----- Record extracts -----
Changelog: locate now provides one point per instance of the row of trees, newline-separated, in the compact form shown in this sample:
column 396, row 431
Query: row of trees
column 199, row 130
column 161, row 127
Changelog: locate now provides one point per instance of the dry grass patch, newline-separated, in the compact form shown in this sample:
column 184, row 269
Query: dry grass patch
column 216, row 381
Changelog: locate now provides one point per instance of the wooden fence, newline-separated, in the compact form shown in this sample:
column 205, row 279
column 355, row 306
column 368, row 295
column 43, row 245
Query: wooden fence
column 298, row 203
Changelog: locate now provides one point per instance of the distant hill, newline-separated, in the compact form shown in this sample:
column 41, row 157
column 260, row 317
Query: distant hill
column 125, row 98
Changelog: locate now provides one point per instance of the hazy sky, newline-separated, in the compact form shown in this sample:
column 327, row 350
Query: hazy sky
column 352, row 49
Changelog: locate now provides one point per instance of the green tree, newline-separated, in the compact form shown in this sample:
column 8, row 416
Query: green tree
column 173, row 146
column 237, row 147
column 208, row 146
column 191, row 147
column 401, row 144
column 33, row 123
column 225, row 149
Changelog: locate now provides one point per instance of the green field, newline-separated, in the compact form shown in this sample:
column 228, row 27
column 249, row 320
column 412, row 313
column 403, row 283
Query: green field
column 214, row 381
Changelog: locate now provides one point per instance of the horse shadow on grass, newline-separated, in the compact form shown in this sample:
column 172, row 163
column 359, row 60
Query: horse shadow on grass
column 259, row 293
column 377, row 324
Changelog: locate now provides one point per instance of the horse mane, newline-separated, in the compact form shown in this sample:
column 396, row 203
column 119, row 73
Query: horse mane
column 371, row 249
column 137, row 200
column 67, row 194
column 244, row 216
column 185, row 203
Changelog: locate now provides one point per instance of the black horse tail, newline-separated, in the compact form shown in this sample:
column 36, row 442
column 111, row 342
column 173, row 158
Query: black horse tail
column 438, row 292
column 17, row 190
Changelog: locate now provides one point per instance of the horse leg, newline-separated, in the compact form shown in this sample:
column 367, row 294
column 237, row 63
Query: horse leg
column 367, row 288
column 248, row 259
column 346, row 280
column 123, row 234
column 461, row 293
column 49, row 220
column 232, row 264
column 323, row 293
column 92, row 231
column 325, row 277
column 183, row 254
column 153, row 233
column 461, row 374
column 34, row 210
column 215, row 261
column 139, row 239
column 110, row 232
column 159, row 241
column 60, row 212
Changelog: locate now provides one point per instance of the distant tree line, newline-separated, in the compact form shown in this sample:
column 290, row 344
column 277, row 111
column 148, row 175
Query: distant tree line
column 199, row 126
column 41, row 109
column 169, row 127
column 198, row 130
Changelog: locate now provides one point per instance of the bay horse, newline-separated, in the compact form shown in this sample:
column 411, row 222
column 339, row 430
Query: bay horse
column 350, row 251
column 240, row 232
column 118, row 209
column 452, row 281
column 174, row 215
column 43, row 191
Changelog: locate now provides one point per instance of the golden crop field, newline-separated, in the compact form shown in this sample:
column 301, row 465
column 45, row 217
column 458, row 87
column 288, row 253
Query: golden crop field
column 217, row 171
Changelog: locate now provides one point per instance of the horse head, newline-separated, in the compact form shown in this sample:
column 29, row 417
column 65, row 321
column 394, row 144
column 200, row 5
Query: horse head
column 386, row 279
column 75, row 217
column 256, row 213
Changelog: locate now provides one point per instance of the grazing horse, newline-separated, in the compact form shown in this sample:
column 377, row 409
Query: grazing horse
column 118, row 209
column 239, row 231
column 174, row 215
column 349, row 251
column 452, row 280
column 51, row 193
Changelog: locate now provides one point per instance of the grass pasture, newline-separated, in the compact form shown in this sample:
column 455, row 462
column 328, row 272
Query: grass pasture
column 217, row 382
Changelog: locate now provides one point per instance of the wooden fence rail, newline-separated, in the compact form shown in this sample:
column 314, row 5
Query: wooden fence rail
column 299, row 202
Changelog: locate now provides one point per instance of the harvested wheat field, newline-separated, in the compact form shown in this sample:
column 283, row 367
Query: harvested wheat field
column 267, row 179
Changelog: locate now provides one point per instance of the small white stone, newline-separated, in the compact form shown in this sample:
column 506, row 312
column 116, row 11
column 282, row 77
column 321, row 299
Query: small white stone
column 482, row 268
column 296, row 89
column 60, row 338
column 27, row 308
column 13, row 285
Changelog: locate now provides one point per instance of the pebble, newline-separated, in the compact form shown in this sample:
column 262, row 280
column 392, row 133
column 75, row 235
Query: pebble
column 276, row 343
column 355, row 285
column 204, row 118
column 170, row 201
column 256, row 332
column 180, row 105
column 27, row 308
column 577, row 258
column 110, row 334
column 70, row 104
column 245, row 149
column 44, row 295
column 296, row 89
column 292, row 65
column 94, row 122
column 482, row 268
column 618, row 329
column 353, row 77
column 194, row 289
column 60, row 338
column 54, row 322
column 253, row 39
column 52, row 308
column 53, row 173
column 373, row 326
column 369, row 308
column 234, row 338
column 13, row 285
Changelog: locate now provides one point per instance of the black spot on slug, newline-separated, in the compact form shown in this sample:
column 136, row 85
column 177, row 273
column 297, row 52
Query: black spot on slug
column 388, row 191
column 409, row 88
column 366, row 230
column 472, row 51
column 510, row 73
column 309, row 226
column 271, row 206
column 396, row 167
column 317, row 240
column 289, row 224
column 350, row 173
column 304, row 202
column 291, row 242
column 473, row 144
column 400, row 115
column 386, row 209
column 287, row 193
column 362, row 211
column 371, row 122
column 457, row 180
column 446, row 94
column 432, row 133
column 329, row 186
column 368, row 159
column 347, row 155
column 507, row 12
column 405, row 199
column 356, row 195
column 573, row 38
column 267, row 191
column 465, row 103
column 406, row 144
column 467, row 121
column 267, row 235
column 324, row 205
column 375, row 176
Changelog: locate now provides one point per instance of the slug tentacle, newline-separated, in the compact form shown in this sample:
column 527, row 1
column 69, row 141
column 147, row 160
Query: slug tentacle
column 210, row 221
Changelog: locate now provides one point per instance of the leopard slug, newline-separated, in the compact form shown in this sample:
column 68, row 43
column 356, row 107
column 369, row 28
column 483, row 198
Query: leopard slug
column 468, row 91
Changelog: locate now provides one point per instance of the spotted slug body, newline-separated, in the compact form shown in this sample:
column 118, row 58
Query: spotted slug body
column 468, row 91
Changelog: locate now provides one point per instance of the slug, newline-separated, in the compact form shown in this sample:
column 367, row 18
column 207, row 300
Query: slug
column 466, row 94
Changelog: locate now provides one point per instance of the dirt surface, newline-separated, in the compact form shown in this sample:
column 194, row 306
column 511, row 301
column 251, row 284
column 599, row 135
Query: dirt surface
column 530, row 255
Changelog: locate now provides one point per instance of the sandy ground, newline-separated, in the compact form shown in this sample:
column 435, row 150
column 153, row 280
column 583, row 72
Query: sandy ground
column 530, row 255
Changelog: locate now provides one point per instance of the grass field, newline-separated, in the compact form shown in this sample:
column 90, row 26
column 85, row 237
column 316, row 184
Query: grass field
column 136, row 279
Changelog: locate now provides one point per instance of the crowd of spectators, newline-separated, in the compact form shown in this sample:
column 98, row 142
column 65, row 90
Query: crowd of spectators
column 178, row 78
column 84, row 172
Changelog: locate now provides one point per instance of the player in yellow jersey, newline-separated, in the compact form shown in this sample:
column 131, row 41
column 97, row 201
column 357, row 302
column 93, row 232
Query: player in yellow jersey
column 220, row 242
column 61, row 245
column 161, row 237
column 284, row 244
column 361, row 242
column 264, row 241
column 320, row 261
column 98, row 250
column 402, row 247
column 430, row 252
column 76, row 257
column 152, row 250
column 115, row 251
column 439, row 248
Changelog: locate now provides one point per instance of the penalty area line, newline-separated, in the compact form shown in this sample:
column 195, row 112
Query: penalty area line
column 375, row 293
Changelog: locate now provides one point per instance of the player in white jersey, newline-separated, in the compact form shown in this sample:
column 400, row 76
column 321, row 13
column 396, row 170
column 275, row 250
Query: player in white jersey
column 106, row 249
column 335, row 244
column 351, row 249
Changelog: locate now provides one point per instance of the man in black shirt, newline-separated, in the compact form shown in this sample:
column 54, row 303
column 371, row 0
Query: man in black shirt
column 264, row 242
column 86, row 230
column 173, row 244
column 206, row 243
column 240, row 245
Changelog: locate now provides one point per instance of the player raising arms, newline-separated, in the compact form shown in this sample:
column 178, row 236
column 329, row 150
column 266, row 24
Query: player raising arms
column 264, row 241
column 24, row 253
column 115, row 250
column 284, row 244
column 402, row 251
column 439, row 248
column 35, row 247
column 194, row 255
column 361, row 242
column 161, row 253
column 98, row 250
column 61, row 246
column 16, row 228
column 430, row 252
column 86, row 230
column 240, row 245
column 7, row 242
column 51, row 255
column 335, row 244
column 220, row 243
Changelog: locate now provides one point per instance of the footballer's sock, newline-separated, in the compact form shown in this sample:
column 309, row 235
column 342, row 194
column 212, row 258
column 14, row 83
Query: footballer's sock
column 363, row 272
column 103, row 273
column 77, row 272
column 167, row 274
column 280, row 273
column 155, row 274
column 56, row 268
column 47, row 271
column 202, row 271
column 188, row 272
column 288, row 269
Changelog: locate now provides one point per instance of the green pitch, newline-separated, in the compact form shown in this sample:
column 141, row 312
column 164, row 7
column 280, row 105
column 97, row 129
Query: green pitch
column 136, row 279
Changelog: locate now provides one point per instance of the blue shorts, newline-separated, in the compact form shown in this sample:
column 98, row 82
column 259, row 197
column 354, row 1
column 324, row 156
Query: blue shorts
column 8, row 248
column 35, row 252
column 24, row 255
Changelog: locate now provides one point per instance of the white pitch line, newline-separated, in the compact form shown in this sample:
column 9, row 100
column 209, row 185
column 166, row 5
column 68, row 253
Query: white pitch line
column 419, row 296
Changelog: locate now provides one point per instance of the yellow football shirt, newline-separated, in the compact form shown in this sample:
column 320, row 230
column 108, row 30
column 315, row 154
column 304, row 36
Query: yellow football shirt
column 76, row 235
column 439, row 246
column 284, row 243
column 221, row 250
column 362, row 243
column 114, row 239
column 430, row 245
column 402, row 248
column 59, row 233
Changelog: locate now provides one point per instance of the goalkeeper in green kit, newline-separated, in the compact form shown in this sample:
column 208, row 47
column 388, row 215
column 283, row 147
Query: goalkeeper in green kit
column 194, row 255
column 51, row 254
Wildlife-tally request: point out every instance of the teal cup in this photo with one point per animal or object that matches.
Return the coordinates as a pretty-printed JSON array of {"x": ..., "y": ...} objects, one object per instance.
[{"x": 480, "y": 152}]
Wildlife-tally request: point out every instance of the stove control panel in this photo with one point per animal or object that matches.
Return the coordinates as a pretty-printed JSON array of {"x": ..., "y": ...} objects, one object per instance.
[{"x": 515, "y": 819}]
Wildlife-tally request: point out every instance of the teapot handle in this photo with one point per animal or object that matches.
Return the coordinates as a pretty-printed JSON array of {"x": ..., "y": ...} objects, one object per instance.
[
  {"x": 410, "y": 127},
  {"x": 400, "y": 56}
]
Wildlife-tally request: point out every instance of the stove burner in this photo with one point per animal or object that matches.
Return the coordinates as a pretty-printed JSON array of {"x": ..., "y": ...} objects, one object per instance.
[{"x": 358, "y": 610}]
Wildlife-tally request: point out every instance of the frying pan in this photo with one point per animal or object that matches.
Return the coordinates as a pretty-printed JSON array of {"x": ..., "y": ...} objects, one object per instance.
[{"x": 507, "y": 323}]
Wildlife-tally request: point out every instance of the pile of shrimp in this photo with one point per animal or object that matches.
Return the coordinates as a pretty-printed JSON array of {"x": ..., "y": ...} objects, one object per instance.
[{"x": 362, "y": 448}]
-----
• **What you have to do**
In the material above, transcribe exactly the lines beginning at the one with "of the goalkeeper" and ending at the one with "the stove burner", both included.

• **Problem solution**
Changelog: locate now provides one point per instance of the goalkeeper in green kit, newline-separated, in the compact form shown in this sample:
column 208, row 47
column 388, row 215
column 283, row 147
Query: goalkeeper in green kit
column 194, row 255
column 51, row 254
Wildlife-tally request: point out every instance of the teal cup in this photo with one point per animal or object that matches.
Return the coordinates as a pretty-printed JSON array of {"x": ..., "y": ...} objects, one object per instance.
[{"x": 480, "y": 152}]
Wildlife-tally request: point out every instance of the stove control panel in this photo with one point per animal or object that matches.
Return the coordinates as a pretty-printed JSON array of {"x": ..., "y": ...} objects, one object per instance.
[{"x": 515, "y": 819}]
Wildlife-tally request: point out every instance of the teapot handle in this photo with one point per animal or object that matches.
Return the coordinates as a pretty-printed JSON array of {"x": ..., "y": ...} objects, one object per instance.
[
  {"x": 410, "y": 127},
  {"x": 400, "y": 56}
]
Wildlife-tally request: point out every instance of the stove burner in this photo with one point per animal or object that matches.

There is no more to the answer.